I've never been good at doing something just because "it's good for me." I need some motivation and prefer when there's a goal to shoot for. That's why cardio tends to be hard for me to get into.

Resistance programs keep me somewhat engaged because I'm continually changing weights and machines. Riding a bike, running on a treadmill or endless hours of elliptical seem just like, work. But they don't have to be. If you really want to make cardio more interesting, here are three things that may do the trick.

The Card Trick

Use a deck of cards to design a circuit workout. Assign different cardio exercises to each suit. For example: Hearts may equal jogging and diamonds may mean jumping rope.

Once you decide what the suits will be, use the numbers to determine how long or how many of a particular exercise you're going to do. Here's how I've marked mine.

ClubsDiamonds Spades Hearts

Begin your workout by shuffling the deck to ensure a random program. Then start drawing cards to figure out how your workout's going to unfold. If I draw the 3 of diamonds, I'll start with 3 minutes of jumping rope. If the next card is a 9 of hearts, I have to jog for 9 minutes.

If I draw a face card, then I keep drawing until I get a numbered card. The face card tells me what exercise I'm doing next. The numbered card that follows tells me how many of that exercise to perform.

Keep that up until your workout time is over. It's never the same workout twice.

Map Walking

Another way to keep cardio interesting is by using it to explore the world around you. I call it the Map Walking program.

Get a street map of the city or town you live in. Then use a pencil to sketch out your route each day, making sure to plan your course so that every day you cover different streets. Bring the pencil and map along with you when you walk if you make changes or somehow deviate from your plan. When you finish, use a highlighter marker and color in the streets you've walked.

● Raw records
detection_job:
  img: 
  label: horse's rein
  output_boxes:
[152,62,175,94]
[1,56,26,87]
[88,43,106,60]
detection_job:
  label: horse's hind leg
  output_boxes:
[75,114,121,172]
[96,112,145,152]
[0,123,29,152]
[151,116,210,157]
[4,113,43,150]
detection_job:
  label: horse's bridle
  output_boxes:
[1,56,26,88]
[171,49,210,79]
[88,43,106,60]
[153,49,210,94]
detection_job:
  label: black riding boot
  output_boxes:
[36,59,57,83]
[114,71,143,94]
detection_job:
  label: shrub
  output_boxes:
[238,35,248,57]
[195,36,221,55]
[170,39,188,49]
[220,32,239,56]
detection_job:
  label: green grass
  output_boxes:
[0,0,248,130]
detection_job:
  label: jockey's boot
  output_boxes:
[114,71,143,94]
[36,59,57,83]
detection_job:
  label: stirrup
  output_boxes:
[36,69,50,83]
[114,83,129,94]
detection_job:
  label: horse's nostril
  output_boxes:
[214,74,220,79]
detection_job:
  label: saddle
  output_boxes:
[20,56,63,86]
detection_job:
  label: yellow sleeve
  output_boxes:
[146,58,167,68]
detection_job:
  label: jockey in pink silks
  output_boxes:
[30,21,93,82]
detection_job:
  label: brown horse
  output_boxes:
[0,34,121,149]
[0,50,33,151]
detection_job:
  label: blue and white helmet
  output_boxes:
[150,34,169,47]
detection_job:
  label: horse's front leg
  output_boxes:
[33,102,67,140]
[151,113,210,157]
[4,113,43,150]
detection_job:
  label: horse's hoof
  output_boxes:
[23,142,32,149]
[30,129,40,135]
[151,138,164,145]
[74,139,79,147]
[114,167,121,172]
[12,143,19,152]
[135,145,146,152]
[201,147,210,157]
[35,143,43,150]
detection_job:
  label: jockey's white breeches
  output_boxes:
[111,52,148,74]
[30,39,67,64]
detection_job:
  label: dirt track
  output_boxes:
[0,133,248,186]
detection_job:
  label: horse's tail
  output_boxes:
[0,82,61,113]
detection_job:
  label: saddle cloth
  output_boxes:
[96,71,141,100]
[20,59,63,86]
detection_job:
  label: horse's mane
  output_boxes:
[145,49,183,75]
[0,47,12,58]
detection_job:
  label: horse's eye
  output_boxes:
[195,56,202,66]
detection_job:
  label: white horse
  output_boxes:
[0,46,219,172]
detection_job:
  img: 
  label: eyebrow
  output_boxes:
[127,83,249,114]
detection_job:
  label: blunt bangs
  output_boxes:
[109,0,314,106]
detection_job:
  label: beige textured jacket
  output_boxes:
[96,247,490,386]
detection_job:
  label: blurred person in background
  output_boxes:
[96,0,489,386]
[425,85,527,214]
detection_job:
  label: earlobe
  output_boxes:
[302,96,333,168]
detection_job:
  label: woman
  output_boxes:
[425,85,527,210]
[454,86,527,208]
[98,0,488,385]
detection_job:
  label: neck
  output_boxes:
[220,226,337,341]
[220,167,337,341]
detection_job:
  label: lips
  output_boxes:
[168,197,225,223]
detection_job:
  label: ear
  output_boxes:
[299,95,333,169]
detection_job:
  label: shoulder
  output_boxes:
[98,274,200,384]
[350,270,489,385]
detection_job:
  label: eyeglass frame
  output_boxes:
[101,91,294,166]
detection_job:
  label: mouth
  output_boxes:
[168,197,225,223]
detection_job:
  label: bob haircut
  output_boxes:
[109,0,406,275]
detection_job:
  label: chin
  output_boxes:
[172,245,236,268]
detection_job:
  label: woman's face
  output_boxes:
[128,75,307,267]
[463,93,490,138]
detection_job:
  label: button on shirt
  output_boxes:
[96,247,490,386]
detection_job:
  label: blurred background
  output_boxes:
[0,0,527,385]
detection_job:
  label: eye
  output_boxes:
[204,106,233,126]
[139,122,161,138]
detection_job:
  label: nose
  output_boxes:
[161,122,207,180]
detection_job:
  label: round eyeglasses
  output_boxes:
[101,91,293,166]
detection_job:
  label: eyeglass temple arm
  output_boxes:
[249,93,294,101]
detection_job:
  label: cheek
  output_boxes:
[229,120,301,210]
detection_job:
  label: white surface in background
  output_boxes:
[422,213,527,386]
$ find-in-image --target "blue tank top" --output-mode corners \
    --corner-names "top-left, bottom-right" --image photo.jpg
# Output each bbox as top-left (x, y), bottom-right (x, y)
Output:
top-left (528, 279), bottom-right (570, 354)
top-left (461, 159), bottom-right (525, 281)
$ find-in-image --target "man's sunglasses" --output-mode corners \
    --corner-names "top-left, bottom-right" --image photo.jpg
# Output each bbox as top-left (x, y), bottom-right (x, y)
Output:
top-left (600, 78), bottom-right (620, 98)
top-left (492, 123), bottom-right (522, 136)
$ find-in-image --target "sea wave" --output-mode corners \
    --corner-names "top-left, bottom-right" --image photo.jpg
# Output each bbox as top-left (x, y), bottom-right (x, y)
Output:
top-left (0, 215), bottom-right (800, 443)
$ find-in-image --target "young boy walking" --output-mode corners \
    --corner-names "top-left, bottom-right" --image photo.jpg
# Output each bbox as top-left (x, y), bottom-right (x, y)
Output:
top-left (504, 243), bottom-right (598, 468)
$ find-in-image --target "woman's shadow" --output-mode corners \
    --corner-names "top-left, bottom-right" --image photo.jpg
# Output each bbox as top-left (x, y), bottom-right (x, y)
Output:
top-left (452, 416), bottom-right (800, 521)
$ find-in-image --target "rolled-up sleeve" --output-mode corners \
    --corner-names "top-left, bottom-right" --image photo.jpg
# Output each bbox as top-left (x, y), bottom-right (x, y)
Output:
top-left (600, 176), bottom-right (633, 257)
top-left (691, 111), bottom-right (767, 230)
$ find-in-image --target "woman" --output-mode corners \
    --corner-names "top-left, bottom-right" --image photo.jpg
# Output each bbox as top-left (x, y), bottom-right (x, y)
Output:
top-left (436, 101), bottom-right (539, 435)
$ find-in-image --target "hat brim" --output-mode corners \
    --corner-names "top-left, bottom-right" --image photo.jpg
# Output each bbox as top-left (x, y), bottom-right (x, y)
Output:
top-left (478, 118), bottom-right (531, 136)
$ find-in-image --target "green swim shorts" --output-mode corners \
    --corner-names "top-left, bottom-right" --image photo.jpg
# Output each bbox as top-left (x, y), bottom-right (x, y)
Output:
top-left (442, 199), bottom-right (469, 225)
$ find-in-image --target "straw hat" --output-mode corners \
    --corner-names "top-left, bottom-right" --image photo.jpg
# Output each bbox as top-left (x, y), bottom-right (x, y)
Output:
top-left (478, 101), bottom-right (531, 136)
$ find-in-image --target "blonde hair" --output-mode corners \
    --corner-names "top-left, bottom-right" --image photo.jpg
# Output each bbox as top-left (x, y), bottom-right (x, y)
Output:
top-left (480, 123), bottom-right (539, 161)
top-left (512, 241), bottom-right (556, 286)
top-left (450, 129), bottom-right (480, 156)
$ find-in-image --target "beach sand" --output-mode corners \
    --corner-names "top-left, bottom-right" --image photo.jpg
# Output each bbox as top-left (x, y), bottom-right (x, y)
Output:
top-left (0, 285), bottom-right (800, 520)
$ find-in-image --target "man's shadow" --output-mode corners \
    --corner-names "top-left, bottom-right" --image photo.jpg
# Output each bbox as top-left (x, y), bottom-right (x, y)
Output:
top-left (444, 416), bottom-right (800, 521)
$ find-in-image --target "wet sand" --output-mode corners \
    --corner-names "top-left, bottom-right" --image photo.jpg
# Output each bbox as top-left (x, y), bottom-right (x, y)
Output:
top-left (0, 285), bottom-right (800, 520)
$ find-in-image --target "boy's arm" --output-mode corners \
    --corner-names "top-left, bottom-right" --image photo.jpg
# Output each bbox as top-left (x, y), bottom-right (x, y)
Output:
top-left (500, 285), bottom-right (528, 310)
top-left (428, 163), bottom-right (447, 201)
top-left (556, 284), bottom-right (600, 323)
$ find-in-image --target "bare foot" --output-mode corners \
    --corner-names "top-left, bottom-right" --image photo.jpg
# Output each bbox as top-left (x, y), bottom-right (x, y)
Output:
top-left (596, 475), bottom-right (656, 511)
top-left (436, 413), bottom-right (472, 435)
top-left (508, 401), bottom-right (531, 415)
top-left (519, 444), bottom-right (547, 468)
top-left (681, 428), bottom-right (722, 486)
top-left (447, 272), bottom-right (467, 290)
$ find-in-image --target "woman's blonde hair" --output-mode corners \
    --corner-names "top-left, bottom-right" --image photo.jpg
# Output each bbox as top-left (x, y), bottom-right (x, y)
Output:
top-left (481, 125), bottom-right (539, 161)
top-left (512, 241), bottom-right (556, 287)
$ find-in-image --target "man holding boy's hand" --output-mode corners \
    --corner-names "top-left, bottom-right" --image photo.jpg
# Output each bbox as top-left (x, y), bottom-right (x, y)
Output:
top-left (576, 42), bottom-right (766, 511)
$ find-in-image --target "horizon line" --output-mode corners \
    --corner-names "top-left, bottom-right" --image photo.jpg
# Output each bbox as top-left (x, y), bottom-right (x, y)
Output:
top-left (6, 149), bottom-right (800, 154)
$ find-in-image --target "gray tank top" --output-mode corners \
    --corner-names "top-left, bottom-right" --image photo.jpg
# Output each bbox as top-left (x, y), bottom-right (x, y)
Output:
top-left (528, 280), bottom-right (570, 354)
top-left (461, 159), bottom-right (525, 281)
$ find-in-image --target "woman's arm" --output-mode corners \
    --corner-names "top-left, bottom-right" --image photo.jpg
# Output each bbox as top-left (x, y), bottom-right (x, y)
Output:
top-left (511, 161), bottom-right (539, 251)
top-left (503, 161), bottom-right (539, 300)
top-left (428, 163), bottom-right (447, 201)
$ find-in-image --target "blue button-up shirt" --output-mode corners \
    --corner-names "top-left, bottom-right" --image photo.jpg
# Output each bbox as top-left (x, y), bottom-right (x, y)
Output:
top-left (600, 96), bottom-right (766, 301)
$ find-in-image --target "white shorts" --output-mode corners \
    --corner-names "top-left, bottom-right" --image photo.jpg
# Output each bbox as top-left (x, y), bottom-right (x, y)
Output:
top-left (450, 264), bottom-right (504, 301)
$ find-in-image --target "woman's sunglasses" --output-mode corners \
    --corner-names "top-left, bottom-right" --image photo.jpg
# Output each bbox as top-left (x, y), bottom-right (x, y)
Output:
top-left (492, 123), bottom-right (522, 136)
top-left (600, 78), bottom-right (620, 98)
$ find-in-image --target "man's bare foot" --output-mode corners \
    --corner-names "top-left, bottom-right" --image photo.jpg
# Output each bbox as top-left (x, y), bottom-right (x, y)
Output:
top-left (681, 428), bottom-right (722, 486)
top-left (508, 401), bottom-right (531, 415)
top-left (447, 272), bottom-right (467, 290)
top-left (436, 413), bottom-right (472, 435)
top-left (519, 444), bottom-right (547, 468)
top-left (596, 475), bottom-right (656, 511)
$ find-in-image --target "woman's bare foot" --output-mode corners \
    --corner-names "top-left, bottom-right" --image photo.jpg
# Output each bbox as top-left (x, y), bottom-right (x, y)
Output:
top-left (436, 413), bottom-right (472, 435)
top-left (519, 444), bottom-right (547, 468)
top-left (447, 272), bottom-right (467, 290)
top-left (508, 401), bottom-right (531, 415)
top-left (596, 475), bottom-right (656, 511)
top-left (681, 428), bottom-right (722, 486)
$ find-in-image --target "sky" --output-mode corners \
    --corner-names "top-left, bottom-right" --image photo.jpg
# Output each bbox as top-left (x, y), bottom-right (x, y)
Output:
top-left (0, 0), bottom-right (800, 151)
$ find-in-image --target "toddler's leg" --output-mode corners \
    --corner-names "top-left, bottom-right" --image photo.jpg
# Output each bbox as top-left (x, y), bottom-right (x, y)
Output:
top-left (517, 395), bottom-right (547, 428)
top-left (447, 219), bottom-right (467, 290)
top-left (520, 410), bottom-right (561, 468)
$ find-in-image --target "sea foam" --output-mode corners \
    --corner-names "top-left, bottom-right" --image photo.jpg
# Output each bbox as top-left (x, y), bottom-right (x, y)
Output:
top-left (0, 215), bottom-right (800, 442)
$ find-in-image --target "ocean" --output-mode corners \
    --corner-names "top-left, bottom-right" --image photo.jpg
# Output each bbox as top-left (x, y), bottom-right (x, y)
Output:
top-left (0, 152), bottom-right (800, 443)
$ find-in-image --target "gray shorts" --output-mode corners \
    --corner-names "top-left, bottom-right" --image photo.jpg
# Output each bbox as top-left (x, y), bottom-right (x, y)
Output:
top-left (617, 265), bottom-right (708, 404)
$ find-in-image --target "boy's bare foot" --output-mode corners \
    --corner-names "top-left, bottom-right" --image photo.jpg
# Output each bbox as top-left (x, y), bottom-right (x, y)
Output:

● TASKS FOR THIS EXERCISE
- 1) In the piece on making cardio more interesting, what does the writer use to color in the streets already walked?
- 2) Pick up the piece on making cardio more interesting and keep writing it from its last sentence.
The material isn't needed for anything here.

● FINAL ANSWERS
- 1) A highlighter marker.

- 2)
It gives a tremendous sense of accomplishment to watch the map get filled in as you complete each of the streets in a neighborhood or town. If you live in a larger city, break it down into areas of special interest like historical sections or scenic places. Just be sure to avoid any places you don't feel safe.

In my hometown of Key West, I've used the Map Walking program to explore every street in town. (Click Here for a free downloadable map of Key West that includes locations of historically interesting places. This map provided courtesy of True Secrets of Key West Revealed!) For maps of other towns, visit Google, Yahoo, MSN or Mapquest.

Transform a Race

If you're looking for a real challenge, choose an extreme race and run or walk a local version of it. The Tour de France is a great example. The actual race covers 3,500 kilometers and in 2008 starts July 5th and ends July 27th.

Make your own version by changing the big numbers into something more manageable.

For the Tour de France, change the kilometers into minutes. 3,500 minutes is a little more than 58 hours. Then schedule 58 hours of workouts and cardio between now and the end of the race—mark off your time or distance after each session. Once you start, you'll be less likely to skip your exercise if you're "competing" than if you just have to show up and workout.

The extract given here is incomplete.